▸ Exercise
Reproduce verbatim the lines of the data below, starting with the line that contains "Implementations MUST put a point on every instance of the dining" and continuing through the final line of the data, both ends included.

▸ Records provided
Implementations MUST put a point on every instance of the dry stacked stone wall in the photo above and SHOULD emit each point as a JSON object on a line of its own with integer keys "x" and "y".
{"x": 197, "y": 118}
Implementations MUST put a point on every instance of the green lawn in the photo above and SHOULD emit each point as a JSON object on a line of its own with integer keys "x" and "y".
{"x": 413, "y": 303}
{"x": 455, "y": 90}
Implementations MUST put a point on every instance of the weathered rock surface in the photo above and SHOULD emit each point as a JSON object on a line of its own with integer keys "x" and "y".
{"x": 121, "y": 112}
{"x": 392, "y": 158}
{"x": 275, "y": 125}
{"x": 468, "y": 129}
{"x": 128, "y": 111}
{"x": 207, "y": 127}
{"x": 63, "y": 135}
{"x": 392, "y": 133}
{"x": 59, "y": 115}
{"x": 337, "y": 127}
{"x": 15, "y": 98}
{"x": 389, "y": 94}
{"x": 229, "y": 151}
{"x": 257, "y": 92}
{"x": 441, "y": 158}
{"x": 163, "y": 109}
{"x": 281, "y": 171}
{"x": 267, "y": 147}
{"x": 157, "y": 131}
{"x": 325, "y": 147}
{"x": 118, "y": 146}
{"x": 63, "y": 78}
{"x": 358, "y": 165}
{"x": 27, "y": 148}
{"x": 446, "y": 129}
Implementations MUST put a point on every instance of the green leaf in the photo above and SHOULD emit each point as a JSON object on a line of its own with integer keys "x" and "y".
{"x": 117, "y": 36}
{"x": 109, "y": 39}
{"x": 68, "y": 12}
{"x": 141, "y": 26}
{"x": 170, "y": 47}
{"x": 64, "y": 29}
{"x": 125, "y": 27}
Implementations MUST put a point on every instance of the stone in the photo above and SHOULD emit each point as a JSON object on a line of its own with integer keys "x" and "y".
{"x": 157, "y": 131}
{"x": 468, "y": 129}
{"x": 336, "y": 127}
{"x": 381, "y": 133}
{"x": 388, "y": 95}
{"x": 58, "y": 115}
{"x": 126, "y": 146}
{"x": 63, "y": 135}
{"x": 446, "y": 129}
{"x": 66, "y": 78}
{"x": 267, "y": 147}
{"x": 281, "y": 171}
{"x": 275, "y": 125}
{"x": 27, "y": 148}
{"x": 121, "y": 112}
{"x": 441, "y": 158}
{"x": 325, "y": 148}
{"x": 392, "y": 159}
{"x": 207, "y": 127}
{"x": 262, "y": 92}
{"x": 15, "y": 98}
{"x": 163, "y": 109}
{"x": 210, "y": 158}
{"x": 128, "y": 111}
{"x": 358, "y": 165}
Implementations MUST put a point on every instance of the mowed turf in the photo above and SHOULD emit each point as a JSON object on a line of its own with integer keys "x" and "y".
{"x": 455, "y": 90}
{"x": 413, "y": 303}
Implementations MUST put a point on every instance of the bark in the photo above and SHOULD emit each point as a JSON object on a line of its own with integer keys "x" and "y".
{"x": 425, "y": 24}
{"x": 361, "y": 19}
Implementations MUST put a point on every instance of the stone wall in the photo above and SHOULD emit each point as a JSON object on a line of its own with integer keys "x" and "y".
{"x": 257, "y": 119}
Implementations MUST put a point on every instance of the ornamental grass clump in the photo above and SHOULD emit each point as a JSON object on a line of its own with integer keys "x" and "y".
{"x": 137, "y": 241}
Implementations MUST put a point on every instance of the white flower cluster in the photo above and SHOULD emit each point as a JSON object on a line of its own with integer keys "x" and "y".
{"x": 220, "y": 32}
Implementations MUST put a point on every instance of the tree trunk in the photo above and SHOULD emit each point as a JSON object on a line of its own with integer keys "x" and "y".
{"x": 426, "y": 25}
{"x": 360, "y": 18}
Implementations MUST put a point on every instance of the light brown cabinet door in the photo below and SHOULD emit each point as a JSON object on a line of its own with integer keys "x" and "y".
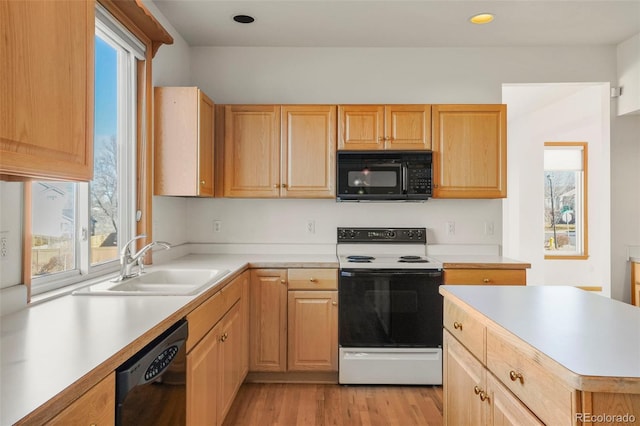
{"x": 252, "y": 151}
{"x": 470, "y": 151}
{"x": 230, "y": 360}
{"x": 464, "y": 378}
{"x": 407, "y": 127}
{"x": 205, "y": 146}
{"x": 203, "y": 379}
{"x": 308, "y": 151}
{"x": 505, "y": 409}
{"x": 95, "y": 407}
{"x": 361, "y": 127}
{"x": 183, "y": 151}
{"x": 245, "y": 309}
{"x": 313, "y": 331}
{"x": 268, "y": 328}
{"x": 377, "y": 127}
{"x": 46, "y": 89}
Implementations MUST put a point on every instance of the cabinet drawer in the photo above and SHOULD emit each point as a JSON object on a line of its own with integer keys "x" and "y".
{"x": 313, "y": 279}
{"x": 521, "y": 372}
{"x": 204, "y": 317}
{"x": 466, "y": 327}
{"x": 232, "y": 293}
{"x": 486, "y": 276}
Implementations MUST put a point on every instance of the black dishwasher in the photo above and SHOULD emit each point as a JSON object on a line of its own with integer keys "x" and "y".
{"x": 148, "y": 391}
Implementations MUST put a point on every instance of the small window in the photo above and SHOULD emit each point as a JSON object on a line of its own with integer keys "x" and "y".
{"x": 77, "y": 229}
{"x": 565, "y": 195}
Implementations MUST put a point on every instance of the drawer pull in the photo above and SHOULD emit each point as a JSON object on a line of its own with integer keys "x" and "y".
{"x": 516, "y": 376}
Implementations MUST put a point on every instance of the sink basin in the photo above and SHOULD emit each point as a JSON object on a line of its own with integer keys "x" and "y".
{"x": 163, "y": 282}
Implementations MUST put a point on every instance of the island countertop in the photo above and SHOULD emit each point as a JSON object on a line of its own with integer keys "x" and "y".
{"x": 593, "y": 337}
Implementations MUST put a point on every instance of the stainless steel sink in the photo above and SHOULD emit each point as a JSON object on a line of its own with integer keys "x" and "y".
{"x": 163, "y": 282}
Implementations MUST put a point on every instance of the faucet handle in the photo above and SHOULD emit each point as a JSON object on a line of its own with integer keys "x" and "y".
{"x": 127, "y": 246}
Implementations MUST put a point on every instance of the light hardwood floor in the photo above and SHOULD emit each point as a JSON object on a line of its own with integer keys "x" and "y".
{"x": 336, "y": 405}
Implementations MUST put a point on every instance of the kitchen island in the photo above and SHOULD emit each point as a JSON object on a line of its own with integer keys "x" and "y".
{"x": 534, "y": 355}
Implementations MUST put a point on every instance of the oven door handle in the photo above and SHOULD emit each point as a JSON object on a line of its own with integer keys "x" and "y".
{"x": 374, "y": 272}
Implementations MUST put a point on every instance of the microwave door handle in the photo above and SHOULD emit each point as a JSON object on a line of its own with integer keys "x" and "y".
{"x": 405, "y": 175}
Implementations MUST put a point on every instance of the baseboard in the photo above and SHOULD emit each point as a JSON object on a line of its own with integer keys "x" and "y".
{"x": 323, "y": 377}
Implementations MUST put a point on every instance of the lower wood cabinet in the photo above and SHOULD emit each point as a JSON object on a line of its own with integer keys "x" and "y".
{"x": 313, "y": 330}
{"x": 217, "y": 362}
{"x": 268, "y": 323}
{"x": 492, "y": 377}
{"x": 95, "y": 407}
{"x": 472, "y": 395}
{"x": 294, "y": 320}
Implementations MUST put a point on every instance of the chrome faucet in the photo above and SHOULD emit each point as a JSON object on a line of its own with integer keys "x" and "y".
{"x": 128, "y": 259}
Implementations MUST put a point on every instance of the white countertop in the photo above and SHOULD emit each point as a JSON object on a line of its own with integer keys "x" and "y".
{"x": 586, "y": 333}
{"x": 47, "y": 347}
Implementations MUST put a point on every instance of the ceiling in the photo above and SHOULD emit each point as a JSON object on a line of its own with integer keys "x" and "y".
{"x": 398, "y": 23}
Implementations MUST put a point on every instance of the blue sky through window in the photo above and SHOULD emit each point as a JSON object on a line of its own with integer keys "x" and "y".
{"x": 106, "y": 93}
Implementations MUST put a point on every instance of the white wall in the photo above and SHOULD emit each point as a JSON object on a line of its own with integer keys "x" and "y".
{"x": 557, "y": 113}
{"x": 390, "y": 75}
{"x": 625, "y": 201}
{"x": 628, "y": 56}
{"x": 284, "y": 221}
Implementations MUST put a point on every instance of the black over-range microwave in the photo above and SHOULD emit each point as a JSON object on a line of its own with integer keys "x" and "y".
{"x": 384, "y": 175}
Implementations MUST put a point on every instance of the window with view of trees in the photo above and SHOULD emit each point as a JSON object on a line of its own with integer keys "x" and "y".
{"x": 565, "y": 195}
{"x": 77, "y": 228}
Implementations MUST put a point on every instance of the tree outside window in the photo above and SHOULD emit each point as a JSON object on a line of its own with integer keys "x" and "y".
{"x": 565, "y": 195}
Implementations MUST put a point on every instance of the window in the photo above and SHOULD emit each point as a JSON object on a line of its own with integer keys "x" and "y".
{"x": 565, "y": 196}
{"x": 78, "y": 228}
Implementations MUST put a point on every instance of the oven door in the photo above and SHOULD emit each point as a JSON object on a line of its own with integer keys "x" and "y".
{"x": 390, "y": 308}
{"x": 359, "y": 179}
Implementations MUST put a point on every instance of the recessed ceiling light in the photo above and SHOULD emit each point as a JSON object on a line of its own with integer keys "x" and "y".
{"x": 481, "y": 18}
{"x": 243, "y": 19}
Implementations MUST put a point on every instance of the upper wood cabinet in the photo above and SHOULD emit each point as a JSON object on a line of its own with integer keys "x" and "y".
{"x": 183, "y": 151}
{"x": 279, "y": 151}
{"x": 470, "y": 151}
{"x": 374, "y": 127}
{"x": 46, "y": 89}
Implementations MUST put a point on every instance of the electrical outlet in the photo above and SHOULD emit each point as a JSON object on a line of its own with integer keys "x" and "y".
{"x": 488, "y": 228}
{"x": 311, "y": 226}
{"x": 451, "y": 228}
{"x": 3, "y": 247}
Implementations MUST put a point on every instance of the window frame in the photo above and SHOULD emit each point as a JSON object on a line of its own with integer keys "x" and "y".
{"x": 583, "y": 147}
{"x": 137, "y": 19}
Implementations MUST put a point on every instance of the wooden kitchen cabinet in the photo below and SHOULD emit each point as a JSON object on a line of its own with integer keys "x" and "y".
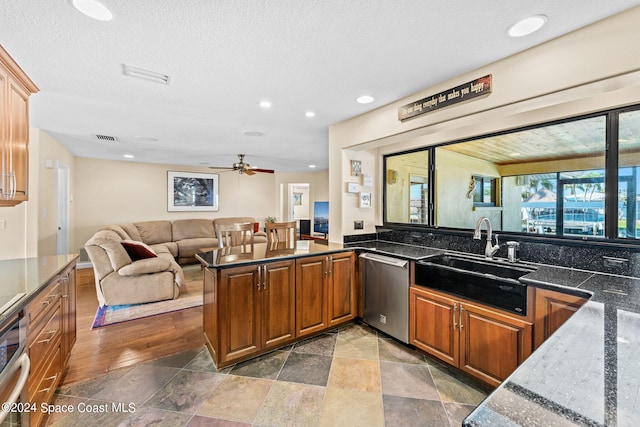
{"x": 15, "y": 89}
{"x": 325, "y": 292}
{"x": 249, "y": 309}
{"x": 552, "y": 309}
{"x": 477, "y": 339}
{"x": 51, "y": 331}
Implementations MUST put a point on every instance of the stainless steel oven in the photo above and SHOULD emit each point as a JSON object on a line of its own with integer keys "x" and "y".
{"x": 14, "y": 364}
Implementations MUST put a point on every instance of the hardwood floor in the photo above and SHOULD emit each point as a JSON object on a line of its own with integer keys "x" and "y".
{"x": 102, "y": 350}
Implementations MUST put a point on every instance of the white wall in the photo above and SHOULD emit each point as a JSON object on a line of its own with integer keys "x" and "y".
{"x": 591, "y": 69}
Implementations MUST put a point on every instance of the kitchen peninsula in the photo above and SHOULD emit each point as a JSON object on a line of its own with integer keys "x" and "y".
{"x": 259, "y": 297}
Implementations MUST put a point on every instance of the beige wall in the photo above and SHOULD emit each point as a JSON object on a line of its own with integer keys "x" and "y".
{"x": 585, "y": 71}
{"x": 113, "y": 192}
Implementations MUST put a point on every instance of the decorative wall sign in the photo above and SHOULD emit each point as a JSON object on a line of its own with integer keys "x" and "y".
{"x": 188, "y": 191}
{"x": 365, "y": 200}
{"x": 356, "y": 167}
{"x": 473, "y": 89}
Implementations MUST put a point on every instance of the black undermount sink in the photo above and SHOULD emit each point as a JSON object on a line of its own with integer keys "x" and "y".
{"x": 490, "y": 282}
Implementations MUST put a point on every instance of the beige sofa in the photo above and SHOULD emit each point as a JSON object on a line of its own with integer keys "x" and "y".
{"x": 122, "y": 280}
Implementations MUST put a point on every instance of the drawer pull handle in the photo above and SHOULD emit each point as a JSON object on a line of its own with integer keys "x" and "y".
{"x": 53, "y": 334}
{"x": 53, "y": 381}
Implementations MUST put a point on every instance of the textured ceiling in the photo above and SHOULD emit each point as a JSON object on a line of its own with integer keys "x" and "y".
{"x": 224, "y": 56}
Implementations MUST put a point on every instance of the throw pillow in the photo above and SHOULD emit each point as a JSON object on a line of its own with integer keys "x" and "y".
{"x": 138, "y": 250}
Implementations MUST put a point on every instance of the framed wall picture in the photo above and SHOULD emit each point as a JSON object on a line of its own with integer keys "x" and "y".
{"x": 187, "y": 191}
{"x": 356, "y": 167}
{"x": 365, "y": 200}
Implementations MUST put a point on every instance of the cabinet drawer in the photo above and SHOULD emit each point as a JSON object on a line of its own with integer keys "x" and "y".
{"x": 42, "y": 341}
{"x": 42, "y": 387}
{"x": 42, "y": 303}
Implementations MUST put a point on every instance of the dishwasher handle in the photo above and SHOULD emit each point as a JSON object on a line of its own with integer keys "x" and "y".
{"x": 395, "y": 262}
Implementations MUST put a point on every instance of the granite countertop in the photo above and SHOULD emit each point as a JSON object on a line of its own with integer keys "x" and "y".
{"x": 21, "y": 279}
{"x": 588, "y": 371}
{"x": 260, "y": 252}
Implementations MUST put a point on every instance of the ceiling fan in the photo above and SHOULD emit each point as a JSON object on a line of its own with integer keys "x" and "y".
{"x": 243, "y": 167}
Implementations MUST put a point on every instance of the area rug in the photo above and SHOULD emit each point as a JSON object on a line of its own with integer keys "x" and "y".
{"x": 190, "y": 296}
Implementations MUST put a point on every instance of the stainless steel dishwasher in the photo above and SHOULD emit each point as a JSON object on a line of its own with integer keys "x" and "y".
{"x": 385, "y": 285}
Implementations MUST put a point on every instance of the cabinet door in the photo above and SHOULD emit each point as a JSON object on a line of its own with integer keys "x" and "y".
{"x": 552, "y": 310}
{"x": 341, "y": 301}
{"x": 492, "y": 345}
{"x": 68, "y": 281}
{"x": 239, "y": 312}
{"x": 278, "y": 303}
{"x": 433, "y": 320}
{"x": 311, "y": 295}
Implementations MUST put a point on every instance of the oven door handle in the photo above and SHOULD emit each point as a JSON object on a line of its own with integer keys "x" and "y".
{"x": 25, "y": 365}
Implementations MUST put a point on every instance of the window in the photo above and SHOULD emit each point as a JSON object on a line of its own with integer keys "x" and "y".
{"x": 549, "y": 180}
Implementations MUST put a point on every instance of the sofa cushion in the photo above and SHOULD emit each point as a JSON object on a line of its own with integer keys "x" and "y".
{"x": 152, "y": 232}
{"x": 188, "y": 248}
{"x": 192, "y": 228}
{"x": 138, "y": 250}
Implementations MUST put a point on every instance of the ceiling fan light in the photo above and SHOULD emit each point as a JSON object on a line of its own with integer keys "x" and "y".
{"x": 93, "y": 9}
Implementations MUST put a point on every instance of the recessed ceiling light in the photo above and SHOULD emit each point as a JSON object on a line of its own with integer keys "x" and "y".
{"x": 252, "y": 133}
{"x": 93, "y": 9}
{"x": 527, "y": 26}
{"x": 364, "y": 99}
{"x": 141, "y": 73}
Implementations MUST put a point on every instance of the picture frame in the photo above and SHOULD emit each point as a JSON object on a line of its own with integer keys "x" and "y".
{"x": 356, "y": 167}
{"x": 365, "y": 200}
{"x": 189, "y": 191}
{"x": 352, "y": 187}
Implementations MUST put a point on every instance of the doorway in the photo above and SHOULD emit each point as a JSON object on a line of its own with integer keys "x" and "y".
{"x": 62, "y": 221}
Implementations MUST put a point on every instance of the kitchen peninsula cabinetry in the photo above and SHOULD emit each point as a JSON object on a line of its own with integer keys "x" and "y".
{"x": 15, "y": 89}
{"x": 249, "y": 309}
{"x": 325, "y": 292}
{"x": 552, "y": 310}
{"x": 479, "y": 340}
{"x": 252, "y": 307}
{"x": 51, "y": 327}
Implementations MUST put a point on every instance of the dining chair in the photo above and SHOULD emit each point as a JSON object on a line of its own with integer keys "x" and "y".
{"x": 229, "y": 235}
{"x": 282, "y": 233}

▸ Worked solution
Implementations MUST put a point on every instance of the dining chair in the photo above and SHOULD emit each point as a JSON object on a line of its own with integer keys "x" and "y".
{"x": 229, "y": 235}
{"x": 282, "y": 233}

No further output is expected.